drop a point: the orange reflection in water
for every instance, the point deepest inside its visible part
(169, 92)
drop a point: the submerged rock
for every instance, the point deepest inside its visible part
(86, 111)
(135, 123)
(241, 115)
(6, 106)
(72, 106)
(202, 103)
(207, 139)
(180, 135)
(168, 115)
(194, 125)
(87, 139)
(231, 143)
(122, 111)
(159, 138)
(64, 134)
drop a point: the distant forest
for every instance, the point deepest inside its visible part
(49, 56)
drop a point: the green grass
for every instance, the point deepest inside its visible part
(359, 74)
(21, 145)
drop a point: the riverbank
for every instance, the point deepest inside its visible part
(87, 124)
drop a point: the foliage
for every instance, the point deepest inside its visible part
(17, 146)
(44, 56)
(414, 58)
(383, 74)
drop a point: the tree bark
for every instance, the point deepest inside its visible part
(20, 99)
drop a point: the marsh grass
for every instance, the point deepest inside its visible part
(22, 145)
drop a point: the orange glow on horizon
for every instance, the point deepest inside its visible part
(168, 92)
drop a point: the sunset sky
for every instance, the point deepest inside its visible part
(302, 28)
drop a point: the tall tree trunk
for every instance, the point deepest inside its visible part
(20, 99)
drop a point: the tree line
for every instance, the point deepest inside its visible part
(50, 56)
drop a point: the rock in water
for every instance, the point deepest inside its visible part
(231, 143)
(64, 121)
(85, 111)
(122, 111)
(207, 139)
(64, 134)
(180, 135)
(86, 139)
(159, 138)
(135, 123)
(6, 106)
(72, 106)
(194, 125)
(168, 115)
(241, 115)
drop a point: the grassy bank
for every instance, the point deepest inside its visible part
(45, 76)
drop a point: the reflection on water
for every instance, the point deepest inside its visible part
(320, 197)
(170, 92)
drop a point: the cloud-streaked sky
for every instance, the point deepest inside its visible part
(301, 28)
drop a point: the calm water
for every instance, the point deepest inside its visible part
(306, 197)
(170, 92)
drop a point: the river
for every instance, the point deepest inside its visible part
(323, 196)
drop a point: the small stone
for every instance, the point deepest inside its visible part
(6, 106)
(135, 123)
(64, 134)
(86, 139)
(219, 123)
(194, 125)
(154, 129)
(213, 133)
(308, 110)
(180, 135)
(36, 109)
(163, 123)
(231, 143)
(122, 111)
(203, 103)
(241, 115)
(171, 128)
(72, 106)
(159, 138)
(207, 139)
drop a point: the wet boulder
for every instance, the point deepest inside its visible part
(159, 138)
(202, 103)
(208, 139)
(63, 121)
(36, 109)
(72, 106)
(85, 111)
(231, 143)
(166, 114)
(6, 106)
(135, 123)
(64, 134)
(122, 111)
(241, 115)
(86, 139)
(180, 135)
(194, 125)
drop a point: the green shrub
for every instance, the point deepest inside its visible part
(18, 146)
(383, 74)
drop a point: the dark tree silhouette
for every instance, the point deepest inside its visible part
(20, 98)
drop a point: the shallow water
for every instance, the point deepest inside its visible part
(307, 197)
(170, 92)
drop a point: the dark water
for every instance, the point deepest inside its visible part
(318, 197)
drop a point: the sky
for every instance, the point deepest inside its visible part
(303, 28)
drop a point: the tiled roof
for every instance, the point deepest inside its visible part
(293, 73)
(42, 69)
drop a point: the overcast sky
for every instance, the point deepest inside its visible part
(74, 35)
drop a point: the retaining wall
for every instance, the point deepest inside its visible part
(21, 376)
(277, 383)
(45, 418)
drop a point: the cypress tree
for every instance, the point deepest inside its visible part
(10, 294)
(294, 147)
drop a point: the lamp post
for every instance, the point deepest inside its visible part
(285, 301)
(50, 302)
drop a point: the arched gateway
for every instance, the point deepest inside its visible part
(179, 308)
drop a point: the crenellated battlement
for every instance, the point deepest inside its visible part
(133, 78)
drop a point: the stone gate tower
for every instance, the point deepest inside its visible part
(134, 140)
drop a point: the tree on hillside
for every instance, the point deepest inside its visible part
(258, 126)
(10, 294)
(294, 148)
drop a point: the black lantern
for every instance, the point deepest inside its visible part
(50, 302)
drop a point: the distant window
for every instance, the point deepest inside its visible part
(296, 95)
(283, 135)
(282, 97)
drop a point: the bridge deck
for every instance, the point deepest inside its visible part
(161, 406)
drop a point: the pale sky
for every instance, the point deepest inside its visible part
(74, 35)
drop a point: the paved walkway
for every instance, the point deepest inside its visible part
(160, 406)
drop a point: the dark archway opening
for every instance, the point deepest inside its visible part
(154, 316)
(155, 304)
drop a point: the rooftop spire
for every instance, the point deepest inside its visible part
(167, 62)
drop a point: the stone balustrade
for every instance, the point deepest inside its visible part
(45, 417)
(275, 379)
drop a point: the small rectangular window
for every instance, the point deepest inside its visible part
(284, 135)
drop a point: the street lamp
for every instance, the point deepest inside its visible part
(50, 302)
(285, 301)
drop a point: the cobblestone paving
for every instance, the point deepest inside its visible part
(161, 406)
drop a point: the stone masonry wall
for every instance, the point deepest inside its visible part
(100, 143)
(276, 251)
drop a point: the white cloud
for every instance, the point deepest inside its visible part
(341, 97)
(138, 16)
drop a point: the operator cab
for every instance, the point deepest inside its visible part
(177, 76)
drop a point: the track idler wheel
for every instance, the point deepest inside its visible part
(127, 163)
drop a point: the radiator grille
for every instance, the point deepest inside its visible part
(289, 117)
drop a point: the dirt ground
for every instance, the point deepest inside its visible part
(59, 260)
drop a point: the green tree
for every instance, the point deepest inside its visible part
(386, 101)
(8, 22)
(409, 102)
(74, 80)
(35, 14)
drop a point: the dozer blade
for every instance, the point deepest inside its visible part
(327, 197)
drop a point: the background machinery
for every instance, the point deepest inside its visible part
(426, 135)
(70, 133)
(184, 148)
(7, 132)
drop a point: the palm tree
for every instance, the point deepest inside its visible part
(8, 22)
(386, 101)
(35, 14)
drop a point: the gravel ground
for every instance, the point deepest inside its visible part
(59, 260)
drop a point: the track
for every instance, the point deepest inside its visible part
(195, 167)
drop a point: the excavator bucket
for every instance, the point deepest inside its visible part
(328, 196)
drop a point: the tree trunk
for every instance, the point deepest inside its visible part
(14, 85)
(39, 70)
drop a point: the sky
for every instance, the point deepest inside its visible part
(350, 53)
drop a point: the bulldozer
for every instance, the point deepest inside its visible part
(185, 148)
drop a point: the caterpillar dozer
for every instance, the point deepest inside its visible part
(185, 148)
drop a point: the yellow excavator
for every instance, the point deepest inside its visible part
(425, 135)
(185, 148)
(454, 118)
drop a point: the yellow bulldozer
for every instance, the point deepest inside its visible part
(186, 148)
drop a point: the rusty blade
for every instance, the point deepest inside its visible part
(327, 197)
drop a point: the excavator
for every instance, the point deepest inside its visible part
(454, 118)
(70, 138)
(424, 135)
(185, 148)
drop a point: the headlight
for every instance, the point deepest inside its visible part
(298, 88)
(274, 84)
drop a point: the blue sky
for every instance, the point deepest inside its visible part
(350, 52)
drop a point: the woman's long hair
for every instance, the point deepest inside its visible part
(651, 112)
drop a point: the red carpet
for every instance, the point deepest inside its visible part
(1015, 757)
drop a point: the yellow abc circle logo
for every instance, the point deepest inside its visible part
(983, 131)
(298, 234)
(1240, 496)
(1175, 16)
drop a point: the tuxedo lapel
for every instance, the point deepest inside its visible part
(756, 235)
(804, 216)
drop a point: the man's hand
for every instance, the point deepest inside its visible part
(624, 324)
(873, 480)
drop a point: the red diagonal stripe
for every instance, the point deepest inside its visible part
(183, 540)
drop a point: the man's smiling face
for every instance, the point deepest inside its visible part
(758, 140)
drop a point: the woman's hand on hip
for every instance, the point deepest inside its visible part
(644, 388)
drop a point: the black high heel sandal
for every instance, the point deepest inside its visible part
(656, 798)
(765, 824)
+++
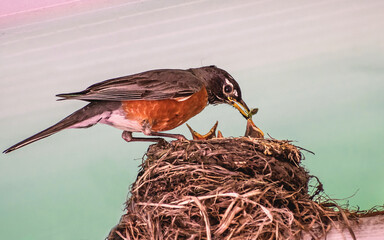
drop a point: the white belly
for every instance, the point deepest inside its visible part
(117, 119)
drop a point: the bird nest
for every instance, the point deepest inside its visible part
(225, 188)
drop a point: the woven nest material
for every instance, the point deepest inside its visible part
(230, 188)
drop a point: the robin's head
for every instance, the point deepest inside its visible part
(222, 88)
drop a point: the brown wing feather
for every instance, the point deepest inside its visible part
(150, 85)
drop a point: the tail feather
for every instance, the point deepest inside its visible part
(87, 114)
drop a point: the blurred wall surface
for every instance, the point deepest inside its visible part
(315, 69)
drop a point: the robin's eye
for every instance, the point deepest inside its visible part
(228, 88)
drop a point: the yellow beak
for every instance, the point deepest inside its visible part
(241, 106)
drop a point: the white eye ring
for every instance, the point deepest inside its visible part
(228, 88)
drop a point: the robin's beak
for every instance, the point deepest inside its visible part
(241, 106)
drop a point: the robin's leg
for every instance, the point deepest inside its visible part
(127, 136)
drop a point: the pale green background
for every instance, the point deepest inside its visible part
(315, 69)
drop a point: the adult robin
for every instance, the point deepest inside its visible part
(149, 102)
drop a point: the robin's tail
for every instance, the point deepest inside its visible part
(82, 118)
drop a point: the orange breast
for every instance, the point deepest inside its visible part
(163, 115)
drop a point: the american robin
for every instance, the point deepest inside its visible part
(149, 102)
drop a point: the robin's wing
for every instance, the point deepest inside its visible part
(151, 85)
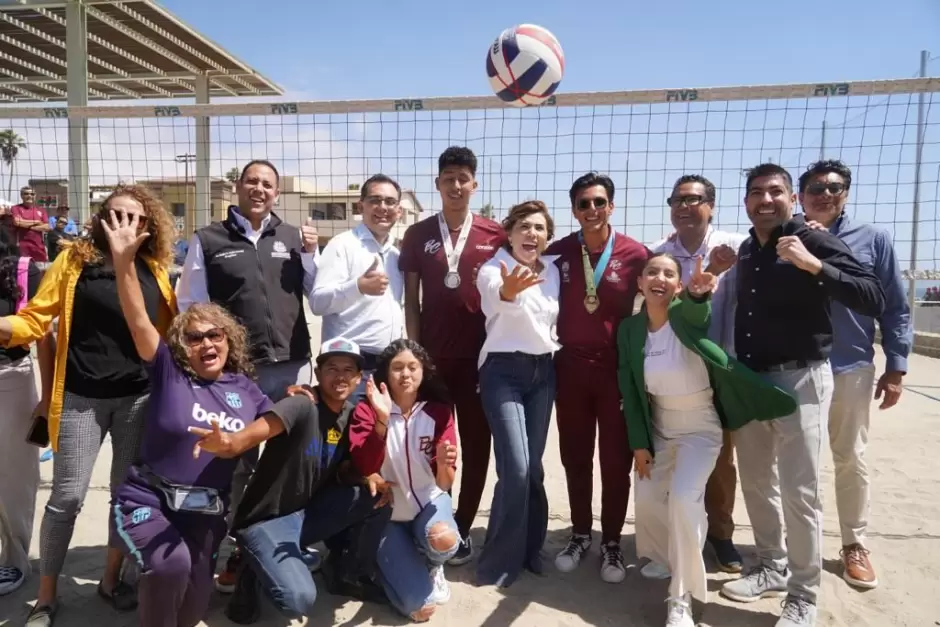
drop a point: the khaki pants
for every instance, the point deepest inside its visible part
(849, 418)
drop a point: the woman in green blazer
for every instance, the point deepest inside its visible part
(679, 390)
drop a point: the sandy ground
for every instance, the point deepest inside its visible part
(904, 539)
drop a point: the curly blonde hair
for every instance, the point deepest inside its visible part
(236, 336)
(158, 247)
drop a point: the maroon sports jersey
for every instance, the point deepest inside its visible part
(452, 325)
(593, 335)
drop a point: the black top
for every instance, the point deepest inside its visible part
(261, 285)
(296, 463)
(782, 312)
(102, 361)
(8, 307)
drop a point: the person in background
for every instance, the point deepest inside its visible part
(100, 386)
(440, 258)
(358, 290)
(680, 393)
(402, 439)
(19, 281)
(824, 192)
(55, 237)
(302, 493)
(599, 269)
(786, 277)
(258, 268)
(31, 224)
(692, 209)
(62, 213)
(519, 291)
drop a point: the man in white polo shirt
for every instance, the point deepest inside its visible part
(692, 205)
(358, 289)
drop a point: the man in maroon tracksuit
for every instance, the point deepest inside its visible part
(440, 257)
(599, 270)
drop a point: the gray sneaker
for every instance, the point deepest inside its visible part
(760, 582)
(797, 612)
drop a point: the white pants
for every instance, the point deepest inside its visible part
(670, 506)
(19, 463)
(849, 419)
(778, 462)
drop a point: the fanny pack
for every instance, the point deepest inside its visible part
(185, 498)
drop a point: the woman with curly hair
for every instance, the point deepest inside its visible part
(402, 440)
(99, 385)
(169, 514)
+++
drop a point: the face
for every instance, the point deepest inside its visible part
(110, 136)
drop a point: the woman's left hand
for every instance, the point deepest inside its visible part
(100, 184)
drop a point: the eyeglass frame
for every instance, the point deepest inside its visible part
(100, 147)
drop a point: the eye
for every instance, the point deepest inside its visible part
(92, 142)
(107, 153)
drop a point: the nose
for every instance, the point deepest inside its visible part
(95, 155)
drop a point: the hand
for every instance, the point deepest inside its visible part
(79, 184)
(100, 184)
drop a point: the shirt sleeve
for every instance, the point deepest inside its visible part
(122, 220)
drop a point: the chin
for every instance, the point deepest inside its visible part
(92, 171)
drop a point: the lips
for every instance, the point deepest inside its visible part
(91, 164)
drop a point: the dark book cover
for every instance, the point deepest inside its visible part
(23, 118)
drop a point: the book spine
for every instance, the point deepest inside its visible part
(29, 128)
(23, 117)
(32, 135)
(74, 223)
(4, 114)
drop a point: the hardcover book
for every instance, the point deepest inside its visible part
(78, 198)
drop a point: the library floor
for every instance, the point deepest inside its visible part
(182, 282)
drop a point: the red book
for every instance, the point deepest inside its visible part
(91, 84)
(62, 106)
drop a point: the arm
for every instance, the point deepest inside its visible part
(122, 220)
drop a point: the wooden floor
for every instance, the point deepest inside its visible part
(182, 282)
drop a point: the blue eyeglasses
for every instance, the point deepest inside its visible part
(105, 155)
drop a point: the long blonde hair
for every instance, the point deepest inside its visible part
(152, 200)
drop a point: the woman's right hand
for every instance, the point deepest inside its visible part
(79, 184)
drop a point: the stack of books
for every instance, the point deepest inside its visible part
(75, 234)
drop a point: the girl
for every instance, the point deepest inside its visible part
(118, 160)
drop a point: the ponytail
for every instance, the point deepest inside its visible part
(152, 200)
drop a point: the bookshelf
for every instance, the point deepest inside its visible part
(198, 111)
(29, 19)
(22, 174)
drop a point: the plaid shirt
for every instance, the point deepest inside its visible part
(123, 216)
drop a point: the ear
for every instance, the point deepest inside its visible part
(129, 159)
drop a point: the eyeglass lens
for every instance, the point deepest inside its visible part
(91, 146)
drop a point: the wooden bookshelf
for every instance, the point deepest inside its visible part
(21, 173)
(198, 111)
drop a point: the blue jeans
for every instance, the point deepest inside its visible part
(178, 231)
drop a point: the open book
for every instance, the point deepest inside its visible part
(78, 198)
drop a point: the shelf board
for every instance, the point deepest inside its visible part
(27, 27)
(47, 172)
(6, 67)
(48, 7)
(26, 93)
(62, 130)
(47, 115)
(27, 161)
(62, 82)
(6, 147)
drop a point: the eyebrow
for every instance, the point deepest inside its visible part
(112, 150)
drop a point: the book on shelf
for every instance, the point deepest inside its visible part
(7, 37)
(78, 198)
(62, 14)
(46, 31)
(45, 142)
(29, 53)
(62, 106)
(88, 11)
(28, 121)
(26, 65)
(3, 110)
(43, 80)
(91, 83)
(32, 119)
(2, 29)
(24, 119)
+++
TASK DESCRIPTION => Find every line in the listing above that contains the string "white" and copy each of those lines. Case counts.

WORKED SOLUTION =>
drop a point: the white cloud
drop a point: the white belly
drop a point: the white eye ring
drop a point: the man in white polo shirt
drop a point: the white pants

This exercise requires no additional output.